### SHORT TASK
Copy the part of the items that opens with the line containing "Find the turquoise" and runs through the end of the items, switching "turquoise water" to "blue-green water" and leaving all else unchanged.

....................

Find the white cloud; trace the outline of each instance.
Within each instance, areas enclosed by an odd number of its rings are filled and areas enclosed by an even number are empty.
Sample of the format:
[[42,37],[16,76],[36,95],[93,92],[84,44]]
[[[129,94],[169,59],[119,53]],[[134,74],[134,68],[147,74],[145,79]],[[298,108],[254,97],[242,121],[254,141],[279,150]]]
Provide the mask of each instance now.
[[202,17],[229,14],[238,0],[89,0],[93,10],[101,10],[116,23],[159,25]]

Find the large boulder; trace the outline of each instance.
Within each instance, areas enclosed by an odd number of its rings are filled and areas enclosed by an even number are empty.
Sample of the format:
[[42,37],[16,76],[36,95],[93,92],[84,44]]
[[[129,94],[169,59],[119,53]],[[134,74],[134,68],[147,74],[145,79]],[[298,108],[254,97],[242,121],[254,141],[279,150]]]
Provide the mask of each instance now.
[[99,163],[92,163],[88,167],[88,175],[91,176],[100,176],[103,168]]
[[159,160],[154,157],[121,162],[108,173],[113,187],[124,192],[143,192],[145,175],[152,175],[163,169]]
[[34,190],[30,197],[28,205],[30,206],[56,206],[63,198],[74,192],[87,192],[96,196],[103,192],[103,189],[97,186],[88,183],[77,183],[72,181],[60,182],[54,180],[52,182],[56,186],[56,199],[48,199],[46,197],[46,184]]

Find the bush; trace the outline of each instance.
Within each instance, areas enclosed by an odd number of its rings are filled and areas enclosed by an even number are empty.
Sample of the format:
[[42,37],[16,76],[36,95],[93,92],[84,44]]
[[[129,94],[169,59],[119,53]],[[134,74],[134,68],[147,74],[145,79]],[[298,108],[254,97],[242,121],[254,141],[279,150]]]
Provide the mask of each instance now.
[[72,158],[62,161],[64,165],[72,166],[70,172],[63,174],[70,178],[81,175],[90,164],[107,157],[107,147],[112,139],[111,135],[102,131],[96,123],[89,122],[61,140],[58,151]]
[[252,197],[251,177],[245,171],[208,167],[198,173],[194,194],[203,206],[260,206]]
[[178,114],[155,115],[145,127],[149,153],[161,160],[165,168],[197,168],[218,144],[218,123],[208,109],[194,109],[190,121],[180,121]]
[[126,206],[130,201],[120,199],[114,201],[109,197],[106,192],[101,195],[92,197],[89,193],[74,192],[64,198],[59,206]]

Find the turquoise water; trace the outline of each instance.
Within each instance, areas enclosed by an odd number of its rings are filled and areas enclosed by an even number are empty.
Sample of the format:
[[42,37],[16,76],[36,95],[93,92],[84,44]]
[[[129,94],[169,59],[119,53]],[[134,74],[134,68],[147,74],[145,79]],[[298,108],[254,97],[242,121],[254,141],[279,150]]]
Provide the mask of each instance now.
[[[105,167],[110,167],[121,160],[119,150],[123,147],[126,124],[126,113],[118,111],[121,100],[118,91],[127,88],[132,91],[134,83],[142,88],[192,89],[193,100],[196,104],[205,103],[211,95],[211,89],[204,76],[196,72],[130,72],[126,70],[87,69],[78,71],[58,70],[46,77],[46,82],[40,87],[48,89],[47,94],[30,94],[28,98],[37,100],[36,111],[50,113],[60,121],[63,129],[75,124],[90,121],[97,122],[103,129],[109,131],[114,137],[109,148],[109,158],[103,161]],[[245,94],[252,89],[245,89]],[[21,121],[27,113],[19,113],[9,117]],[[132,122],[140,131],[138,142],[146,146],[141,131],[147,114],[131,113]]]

....................

### ANSWER TO THE EXERCISE
Find the blue-green water; trace the outline of each instance.
Within each instance, areas enclosed by an odd number of its rings are filled and areas enclosed by an even number are empty.
Sample of the format:
[[42,37],[16,76],[36,95],[93,92],[84,44]]
[[[129,94],[169,59],[119,53]],[[134,74],[134,68],[147,74],[145,79]],[[298,108],[254,97],[242,121],[254,141],[279,150]]]
Provide the mask of each instance now.
[[[105,167],[110,167],[121,160],[119,150],[123,147],[126,124],[126,113],[118,111],[121,100],[118,91],[127,88],[132,91],[134,83],[142,88],[192,89],[193,100],[196,104],[205,103],[211,95],[211,89],[204,76],[196,72],[130,72],[126,70],[87,69],[78,71],[58,70],[46,77],[46,82],[40,87],[48,89],[47,94],[30,94],[28,98],[37,100],[36,111],[50,113],[60,121],[63,129],[75,124],[90,121],[97,122],[103,129],[109,131],[114,137],[109,148],[109,158],[103,161]],[[245,94],[252,89],[245,89]],[[21,121],[27,113],[19,113],[9,117]],[[132,122],[140,131],[138,142],[146,146],[141,131],[147,114],[131,113]]]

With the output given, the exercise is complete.